The input
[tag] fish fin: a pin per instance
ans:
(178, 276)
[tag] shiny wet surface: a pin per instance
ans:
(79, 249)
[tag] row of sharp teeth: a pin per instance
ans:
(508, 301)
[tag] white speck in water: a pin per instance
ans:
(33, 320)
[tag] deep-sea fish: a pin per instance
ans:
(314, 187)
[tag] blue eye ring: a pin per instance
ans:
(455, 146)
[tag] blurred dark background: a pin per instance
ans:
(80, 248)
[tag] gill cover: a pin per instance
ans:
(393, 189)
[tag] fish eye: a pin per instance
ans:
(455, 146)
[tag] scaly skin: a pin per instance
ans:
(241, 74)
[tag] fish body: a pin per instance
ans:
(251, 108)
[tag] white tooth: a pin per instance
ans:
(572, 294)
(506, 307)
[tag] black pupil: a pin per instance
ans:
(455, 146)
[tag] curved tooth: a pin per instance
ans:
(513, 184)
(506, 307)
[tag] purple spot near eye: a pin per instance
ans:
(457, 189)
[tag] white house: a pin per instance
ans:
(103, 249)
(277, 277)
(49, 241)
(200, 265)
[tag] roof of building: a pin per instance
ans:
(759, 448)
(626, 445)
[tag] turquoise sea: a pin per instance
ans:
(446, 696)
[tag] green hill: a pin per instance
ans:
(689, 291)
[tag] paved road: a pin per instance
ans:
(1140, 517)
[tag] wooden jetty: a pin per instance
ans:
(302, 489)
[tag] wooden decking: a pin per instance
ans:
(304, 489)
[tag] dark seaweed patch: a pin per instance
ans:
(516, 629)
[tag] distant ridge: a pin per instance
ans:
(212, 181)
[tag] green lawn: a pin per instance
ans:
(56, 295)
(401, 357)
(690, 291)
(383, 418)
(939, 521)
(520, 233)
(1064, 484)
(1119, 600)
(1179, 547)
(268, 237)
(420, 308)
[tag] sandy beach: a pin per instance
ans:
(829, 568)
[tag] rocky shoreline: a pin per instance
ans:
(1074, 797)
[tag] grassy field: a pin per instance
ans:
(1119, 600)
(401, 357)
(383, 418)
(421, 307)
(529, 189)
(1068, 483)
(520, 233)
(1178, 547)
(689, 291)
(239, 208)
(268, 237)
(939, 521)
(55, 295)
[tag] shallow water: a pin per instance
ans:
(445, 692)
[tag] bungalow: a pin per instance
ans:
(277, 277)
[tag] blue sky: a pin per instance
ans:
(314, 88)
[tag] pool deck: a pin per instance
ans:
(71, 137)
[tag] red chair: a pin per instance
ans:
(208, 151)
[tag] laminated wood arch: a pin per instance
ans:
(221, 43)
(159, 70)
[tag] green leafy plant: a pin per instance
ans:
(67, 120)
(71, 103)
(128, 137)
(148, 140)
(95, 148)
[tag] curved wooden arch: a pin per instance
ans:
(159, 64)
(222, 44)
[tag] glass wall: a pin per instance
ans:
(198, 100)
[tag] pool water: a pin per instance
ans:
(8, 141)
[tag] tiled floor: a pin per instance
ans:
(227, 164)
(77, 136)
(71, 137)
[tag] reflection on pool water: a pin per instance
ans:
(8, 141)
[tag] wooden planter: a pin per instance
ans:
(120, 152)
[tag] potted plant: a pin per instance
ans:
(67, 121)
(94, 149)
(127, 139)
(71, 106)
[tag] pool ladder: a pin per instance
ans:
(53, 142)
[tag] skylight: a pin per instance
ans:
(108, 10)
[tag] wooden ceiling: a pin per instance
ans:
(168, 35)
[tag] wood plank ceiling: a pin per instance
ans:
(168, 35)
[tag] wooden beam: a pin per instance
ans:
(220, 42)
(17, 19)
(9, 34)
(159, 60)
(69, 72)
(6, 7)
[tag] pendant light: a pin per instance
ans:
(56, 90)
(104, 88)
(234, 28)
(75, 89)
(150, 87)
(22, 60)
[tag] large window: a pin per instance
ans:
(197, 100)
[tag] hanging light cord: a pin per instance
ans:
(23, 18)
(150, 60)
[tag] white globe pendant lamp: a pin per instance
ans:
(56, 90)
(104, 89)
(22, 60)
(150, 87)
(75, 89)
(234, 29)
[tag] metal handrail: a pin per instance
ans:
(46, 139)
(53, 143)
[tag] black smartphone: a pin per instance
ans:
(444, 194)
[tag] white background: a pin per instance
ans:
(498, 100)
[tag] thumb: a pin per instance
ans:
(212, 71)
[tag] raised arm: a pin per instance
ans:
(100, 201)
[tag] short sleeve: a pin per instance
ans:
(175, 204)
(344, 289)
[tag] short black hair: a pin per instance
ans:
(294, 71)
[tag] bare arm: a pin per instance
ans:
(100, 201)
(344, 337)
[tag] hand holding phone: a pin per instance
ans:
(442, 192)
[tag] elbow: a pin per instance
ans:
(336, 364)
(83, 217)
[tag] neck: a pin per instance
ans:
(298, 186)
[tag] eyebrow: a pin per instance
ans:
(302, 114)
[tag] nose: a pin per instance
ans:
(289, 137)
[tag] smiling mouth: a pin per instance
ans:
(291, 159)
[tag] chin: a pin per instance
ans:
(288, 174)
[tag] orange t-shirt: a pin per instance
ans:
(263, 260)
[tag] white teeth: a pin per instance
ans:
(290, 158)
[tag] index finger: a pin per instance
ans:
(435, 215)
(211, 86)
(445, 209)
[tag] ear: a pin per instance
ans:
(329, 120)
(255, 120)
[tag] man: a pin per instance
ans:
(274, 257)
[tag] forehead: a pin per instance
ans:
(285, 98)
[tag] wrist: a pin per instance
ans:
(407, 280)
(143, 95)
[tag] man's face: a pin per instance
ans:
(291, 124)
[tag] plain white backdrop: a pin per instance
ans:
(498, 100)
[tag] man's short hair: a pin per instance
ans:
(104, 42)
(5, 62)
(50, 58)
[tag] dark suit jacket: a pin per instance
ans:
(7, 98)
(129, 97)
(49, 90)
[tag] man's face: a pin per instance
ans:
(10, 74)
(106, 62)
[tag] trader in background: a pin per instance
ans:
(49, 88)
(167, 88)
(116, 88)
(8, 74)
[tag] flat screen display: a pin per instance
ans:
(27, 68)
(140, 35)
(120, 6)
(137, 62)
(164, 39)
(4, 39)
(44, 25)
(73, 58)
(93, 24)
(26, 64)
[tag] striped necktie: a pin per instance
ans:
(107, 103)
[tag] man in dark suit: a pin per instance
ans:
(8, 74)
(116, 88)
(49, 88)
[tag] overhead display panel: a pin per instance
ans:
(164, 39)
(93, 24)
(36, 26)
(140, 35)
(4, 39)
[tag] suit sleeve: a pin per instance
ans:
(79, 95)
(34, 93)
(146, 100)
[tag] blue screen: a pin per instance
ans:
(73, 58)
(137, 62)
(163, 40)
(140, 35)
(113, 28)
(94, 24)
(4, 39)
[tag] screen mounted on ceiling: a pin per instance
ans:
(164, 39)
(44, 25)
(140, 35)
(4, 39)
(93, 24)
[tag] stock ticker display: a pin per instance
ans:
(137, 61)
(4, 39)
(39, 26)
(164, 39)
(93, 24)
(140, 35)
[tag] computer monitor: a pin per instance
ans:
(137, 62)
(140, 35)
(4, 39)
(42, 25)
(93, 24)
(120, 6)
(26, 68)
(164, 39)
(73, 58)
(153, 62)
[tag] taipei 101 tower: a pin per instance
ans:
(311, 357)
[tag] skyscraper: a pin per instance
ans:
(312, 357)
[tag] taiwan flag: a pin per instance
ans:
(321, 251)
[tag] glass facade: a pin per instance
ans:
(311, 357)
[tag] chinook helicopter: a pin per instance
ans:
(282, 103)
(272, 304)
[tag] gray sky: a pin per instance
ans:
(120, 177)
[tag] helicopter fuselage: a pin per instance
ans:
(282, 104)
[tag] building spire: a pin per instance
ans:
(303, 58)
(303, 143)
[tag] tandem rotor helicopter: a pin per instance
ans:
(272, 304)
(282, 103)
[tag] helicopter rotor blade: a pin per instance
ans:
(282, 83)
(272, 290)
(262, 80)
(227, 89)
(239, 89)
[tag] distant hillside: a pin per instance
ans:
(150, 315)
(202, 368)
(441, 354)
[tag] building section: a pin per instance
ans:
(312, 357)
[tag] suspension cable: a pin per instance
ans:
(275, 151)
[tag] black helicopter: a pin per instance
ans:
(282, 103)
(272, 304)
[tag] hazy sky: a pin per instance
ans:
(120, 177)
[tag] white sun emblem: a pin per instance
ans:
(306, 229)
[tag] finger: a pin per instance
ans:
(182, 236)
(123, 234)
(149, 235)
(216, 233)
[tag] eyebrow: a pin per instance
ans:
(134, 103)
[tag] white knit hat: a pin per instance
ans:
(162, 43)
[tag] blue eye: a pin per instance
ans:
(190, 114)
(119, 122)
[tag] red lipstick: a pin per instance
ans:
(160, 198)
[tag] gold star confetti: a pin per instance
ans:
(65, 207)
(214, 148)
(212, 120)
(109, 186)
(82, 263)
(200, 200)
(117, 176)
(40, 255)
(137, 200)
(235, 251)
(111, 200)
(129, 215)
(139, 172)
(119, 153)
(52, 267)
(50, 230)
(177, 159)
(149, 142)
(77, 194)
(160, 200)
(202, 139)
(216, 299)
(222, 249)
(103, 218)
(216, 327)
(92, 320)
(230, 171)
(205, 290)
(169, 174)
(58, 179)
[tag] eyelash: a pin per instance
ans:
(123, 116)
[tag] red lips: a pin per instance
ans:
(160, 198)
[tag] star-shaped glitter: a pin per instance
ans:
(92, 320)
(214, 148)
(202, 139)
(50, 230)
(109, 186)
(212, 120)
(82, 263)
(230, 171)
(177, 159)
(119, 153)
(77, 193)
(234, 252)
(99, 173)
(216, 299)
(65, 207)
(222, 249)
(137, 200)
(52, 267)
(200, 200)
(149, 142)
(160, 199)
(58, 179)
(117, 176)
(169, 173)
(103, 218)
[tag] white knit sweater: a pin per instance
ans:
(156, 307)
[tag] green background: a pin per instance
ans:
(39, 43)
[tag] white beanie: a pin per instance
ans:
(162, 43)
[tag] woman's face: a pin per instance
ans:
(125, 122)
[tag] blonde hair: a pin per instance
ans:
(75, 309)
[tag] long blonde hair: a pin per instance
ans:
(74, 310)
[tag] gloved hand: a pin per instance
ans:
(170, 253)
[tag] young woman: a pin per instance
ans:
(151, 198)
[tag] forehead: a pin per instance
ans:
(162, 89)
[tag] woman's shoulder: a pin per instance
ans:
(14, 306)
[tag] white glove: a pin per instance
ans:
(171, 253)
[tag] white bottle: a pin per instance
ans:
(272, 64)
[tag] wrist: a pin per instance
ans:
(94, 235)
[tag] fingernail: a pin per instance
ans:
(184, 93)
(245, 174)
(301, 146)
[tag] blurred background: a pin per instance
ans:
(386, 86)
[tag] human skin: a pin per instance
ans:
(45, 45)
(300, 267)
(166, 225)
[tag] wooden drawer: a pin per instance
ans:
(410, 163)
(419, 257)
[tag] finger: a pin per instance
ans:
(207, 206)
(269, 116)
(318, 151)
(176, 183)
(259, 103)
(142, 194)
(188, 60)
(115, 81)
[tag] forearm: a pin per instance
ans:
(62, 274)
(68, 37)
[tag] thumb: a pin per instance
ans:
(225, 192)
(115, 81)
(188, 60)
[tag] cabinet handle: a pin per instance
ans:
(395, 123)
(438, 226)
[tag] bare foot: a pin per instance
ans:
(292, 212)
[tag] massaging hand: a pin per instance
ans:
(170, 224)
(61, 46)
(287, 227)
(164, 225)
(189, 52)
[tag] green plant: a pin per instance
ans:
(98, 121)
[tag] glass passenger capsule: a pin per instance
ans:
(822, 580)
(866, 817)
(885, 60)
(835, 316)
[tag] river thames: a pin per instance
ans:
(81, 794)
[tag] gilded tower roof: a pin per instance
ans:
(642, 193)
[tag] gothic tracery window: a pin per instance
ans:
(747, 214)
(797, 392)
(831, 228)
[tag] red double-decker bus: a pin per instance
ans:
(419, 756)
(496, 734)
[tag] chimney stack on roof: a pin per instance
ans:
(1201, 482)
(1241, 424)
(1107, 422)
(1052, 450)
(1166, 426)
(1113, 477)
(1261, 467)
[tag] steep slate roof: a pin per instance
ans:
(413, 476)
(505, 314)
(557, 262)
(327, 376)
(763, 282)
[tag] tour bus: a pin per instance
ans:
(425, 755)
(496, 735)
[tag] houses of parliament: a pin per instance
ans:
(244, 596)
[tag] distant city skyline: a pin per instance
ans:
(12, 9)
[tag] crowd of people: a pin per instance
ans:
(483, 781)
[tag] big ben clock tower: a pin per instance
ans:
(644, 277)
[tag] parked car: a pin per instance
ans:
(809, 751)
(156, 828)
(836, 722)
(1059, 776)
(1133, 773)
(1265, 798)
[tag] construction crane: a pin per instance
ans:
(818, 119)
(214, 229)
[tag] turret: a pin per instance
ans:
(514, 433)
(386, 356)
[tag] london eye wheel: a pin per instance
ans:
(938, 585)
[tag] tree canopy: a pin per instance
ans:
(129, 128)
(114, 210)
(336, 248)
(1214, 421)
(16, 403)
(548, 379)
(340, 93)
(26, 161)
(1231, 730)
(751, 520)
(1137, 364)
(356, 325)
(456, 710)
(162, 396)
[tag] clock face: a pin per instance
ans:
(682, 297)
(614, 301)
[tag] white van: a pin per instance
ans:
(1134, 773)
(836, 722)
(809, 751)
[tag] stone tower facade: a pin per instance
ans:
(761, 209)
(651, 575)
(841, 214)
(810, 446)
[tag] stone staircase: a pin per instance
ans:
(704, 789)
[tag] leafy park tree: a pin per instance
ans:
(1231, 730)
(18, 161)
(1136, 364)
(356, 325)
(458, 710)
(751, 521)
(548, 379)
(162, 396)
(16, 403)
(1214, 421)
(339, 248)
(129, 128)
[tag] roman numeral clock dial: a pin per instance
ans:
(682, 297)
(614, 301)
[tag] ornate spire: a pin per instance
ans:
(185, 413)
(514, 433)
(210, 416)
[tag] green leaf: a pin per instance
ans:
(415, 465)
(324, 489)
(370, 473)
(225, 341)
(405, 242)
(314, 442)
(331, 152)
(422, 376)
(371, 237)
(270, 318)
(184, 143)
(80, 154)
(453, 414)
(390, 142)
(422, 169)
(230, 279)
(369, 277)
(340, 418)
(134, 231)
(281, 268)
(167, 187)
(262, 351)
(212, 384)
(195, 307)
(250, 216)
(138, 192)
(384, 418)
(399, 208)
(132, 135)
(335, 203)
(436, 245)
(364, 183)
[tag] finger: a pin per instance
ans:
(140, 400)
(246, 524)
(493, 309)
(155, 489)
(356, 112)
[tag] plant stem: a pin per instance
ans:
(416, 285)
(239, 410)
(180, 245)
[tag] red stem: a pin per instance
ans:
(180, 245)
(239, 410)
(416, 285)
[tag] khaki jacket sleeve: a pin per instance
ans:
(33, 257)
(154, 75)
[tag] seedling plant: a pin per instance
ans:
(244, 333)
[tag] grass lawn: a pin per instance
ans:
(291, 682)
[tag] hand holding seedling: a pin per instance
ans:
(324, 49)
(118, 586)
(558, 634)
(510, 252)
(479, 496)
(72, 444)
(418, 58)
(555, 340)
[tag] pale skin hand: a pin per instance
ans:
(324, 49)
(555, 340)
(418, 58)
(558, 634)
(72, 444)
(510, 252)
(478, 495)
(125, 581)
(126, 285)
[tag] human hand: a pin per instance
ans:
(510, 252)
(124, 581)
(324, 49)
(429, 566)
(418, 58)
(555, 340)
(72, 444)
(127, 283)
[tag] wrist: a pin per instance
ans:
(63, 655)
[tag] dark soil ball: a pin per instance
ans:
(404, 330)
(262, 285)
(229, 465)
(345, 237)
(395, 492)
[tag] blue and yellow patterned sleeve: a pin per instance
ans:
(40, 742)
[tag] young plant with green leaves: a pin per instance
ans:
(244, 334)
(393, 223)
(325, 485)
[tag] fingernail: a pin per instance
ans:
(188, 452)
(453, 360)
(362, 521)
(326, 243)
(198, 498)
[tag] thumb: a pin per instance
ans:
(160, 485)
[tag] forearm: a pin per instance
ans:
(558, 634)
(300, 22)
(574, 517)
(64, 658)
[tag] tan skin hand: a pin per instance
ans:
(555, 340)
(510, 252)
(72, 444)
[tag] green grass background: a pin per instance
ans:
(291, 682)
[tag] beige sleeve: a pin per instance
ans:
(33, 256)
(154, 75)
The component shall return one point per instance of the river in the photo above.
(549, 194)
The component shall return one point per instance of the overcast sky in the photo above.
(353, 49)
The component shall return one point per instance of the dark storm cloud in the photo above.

What you need to do
Look through the records above and report how many lines hold the word "tree", giving only the number.

The completed task
2